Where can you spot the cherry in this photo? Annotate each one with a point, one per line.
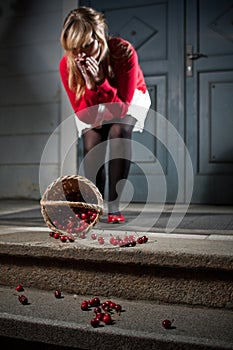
(19, 288)
(84, 305)
(100, 316)
(145, 239)
(140, 240)
(95, 322)
(118, 308)
(107, 319)
(63, 238)
(97, 310)
(167, 324)
(94, 301)
(112, 305)
(23, 299)
(57, 294)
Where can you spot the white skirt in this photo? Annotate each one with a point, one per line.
(138, 109)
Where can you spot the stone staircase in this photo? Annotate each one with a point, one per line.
(175, 276)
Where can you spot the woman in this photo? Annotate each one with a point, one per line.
(106, 89)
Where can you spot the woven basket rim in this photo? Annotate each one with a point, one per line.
(97, 207)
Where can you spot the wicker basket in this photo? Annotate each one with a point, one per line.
(71, 204)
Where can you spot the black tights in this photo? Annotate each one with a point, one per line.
(116, 137)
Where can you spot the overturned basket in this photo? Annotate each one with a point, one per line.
(71, 205)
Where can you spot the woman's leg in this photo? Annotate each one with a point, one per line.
(119, 160)
(94, 146)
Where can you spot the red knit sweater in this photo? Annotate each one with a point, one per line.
(116, 94)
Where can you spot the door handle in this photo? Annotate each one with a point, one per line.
(190, 57)
(196, 56)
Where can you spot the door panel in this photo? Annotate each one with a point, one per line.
(209, 100)
(145, 25)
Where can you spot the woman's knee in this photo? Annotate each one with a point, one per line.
(121, 130)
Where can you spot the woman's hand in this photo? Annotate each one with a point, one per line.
(91, 71)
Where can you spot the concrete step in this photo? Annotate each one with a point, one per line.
(47, 322)
(168, 268)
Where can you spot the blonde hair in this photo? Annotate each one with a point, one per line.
(79, 26)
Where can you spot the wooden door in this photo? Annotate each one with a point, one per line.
(209, 91)
(155, 30)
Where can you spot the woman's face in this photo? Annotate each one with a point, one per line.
(90, 49)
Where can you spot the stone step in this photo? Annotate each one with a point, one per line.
(47, 321)
(169, 268)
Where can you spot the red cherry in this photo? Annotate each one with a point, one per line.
(23, 299)
(107, 319)
(112, 305)
(95, 322)
(140, 240)
(100, 316)
(145, 239)
(19, 288)
(57, 294)
(118, 308)
(167, 324)
(97, 310)
(84, 305)
(101, 240)
(112, 240)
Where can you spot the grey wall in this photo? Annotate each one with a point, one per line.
(30, 100)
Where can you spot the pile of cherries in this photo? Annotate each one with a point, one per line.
(22, 298)
(75, 225)
(103, 311)
(126, 241)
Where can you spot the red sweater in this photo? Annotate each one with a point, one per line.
(128, 77)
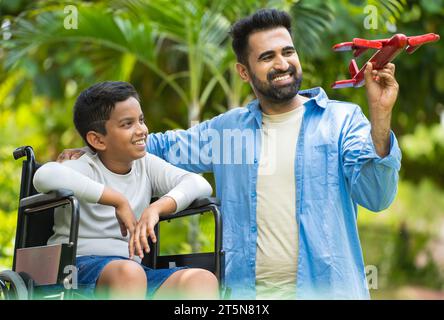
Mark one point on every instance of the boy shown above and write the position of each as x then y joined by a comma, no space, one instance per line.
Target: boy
114,186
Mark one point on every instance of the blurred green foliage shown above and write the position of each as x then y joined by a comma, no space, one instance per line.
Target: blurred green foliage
178,55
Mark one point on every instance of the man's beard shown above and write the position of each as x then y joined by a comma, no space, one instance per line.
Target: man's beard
276,93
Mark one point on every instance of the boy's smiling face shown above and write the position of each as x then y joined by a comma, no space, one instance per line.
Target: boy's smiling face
126,134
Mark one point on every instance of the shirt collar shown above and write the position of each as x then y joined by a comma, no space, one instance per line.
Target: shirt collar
316,95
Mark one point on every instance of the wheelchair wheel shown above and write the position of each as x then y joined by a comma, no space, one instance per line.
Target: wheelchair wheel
12,286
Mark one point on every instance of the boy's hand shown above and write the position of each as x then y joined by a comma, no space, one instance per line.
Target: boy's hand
146,224
124,214
71,154
126,218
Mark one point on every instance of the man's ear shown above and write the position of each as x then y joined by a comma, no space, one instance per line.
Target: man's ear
96,140
243,72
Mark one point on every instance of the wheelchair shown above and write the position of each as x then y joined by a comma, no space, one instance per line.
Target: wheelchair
46,271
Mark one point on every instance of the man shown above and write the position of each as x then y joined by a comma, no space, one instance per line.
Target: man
289,194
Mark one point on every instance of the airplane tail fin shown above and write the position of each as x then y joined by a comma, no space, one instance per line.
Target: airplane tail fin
353,68
417,41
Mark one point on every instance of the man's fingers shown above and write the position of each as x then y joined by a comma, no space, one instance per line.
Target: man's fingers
391,67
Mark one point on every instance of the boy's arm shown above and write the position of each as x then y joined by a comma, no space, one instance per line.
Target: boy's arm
53,176
193,150
182,186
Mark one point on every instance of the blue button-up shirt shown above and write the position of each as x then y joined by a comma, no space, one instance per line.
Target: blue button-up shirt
336,168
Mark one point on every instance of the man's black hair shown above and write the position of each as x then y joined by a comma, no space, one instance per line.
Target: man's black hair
94,105
263,19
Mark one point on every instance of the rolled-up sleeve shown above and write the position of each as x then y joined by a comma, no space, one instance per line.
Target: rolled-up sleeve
372,180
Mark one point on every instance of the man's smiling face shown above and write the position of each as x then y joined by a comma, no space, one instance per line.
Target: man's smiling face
273,65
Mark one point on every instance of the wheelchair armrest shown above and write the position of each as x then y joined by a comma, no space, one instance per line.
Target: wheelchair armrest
42,199
198,206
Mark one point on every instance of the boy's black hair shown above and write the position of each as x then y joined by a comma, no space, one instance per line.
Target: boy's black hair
94,105
263,19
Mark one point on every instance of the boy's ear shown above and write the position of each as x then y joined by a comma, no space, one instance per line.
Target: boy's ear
243,72
96,140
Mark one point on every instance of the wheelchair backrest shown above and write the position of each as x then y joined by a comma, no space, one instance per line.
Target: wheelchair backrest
39,226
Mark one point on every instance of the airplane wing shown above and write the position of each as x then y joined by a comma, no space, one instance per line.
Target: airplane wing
415,42
360,45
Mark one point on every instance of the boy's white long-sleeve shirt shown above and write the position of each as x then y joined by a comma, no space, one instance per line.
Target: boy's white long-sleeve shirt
99,231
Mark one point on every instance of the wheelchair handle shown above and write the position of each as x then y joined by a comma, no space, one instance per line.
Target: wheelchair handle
27,151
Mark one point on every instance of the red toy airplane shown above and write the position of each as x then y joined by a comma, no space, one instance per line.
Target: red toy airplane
388,49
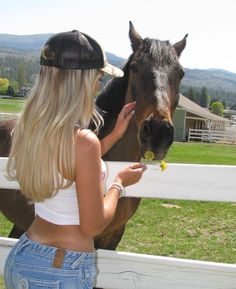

::::::

Exercise objective:
Please output all the records above exactly, leaving out every picture.

Solution:
Where can you spot the cherry in this photo? Annotate each one with a point, one per line.
(19, 288)
(84, 305)
(100, 316)
(145, 239)
(140, 240)
(95, 322)
(118, 308)
(107, 319)
(63, 238)
(97, 310)
(167, 324)
(94, 301)
(112, 305)
(23, 299)
(57, 294)
Where can you spot the white skirt in this photo? Annotate each one with a point, one per line.
(138, 109)
Where can you spot the stone staircase in this photo? Annotate each one with a point, one per line.
(175, 276)
Where can you spot the woman in this photo? Annotate each one with a point, one per line.
(106, 89)
Where can you spot the woven basket rim in this photo? Annotate each one with a point, one per line.
(97, 207)
Where can you spot the wicker basket in this photo? Annotate each one with a point, one per line.
(71, 204)
Where can you spot the black tights in this photo? Annotate each one with a point, one per line.
(116, 137)
Where can you spot the overturned basket in this photo? Annotate each one with a point, one per line.
(71, 205)
Where can you spot the woman's leg in this photo? Annotate each one with a point, one per line.
(119, 160)
(94, 146)
Where can you spot the red knit sweater in this photo? Annotate each one with a point, one per line.
(116, 94)
Where can you spot the door handle in this photo? Annotate each one with a point, one per line.
(190, 57)
(196, 56)
Where can you spot the door panel in this photo? Annotate each one with a point, one per line.
(209, 100)
(145, 25)
Where can you spot the woman's knee in this photo? Annotate each one with a point, one per line.
(121, 130)
Where can you spot the woman's hand in this photo? Annotate each one with a point, one per line.
(91, 71)
Where can you spot the concrete step in this photo? Annotate each one with a point, one per line.
(47, 322)
(168, 268)
Where can you spot the blonde hair in this photo? Annotate each one with a point, one per line.
(79, 26)
Where can you spot the wooden door in this photo? Annotate each one with a point, one per line.
(209, 91)
(155, 30)
Where can you spot the woman's face in this photo? Annotate each one with a point, one per line.
(90, 49)
Where can you spot the stone step in this photo? Annotate each one with a point, one per line.
(47, 321)
(169, 268)
Where can you spot the red cherry in this photo? Annotate each one with a point, one per line.
(23, 299)
(107, 319)
(112, 305)
(95, 322)
(140, 240)
(100, 316)
(145, 239)
(19, 288)
(57, 294)
(118, 308)
(167, 324)
(97, 310)
(84, 305)
(101, 240)
(112, 240)
Where can you spot the grey wall in this photo? Annotate each one with a point, one per line.
(30, 100)
Where can you spot the pile of cherries in this photo? Annotate each one with a point, one per line.
(22, 298)
(75, 225)
(103, 311)
(126, 241)
Where can you spot the red sweater in this photo? Annotate each one with a point, one per line.
(128, 77)
Mark one point on every instance of the boy shown above and write the position of each as x then y joined by a comma, no space, one instance per line.
Target: boy
114,186
Mark one point on every instance of the blurred green foliage shown above and write the position of each as x then y joined by a comma, no space, one instance per line.
Target: blurred green foliage
178,55
Mark one point on every instance of the man's beard shown above and write the position of each as x then y joined by a comma, no space, one instance per line.
Target: man's beard
276,93
Mark one point on every instance of the boy's smiling face shown above and write the position of each as x then y joined by a comma, no space, one instance per line.
Target: boy's smiling face
126,134
Mark one point on every instance of the shirt collar shown above and write the position of each as x then y joined by a comma, no space, one instance per line.
Target: shirt collar
316,95
Mark one point on every instance of the wheelchair wheel shown above and write the position of each as x then y joined by a comma, no space, one instance per line.
Target: wheelchair wheel
12,286
Mark one point on every instance of the boy's hand shown above and write the position of each as x then y joined by a comma, no space, one instance per line.
Target: boy's hand
146,224
124,214
71,154
126,218
Mark one point on every instance of the man's ear shown above and write the position of each as x then y joined by a comma, no space, one instance per line.
Target: man's ear
96,140
243,72
Mark one point on every instance of the wheelchair shown above and write the position of each as x then y joined by a comma, no space, one instance per line.
Target: wheelchair
46,271
Mark one point on every instance of the man shown above and write the position of each as x then y joined by a comma, no space, one instance per line.
Target: man
289,194
Mark one point on every instance of the airplane tail fin shown above and write the position of each as x then y joined by a comma, no space, one instance per line.
Target: airplane tail fin
353,68
417,41
Mark one point on every instance of the man's fingers shown above and write the position of each as x then y joined by a comma, no space, one instance per line.
Target: man's fingers
391,67
Mark one point on every instance of the boy's arm shown above and write the position of each as x then y joined by a comma, no space, one instance per line.
Target: boy's arm
53,176
193,150
182,186
Mark one point on every instance of the blue button-up shirt shown above and write the position of each as x then y joined by a comma, no space, one instance per line.
Target: blue button-up shirt
336,168
Mark one point on every instance of the man's black hair shown above and write the position of each as x then y joined by a comma, no space, one instance per line.
Target: man's black hair
94,105
263,19
Mark one point on every instance of the rolled-up sleeve shown above and write the position of each as x then y joined by a comma, no space, one instance per line.
Target: rolled-up sleeve
372,180
Mark one point on every instance of the man's smiling face shown above and write the position of each as x then y joined by a comma, no space, one instance per line.
Target: man's smiling face
273,65
Mark one point on every instance of the wheelchair armrest shown above and write the position of each as x then y joined by a comma, no space, one instance per line.
Target: wheelchair armrest
42,199
198,206
Mark one point on every instance of the boy's black hair shown above and write the position of each as x then y joined by a comma, no space, one instance per line.
Target: boy's black hair
94,105
263,19
Mark one point on every instance of the boy's ear shown above and write the position of each as x then y joined by a comma, no space, one instance per line.
Target: boy's ear
243,72
96,140
Mark one point on every instance of the wheelchair backrest shown above and write the position of each as x then y joined by a comma, no space, one instance per line.
Target: wheelchair backrest
39,226
Mark one point on every instance of the airplane wing shown above and write the position of each as x then y joined by a comma, no space, one instance per line.
Target: airplane wing
415,42
360,45
Mark one point on every instance of the boy's white long-sleeve shirt shown above and write the position of each as x then y joined by a comma, no space, one instance per line.
Target: boy's white long-sleeve shirt
99,231
Mark one point on every instance of the wheelchair handle shown above and write the position of each as x then y joined by a comma, no space, one instance per line.
Target: wheelchair handle
27,151
Mark one point on every instance of the red toy airplane shown above and write the position of each as x then y joined by a comma, no space, one instance per line.
Target: red toy airplane
388,49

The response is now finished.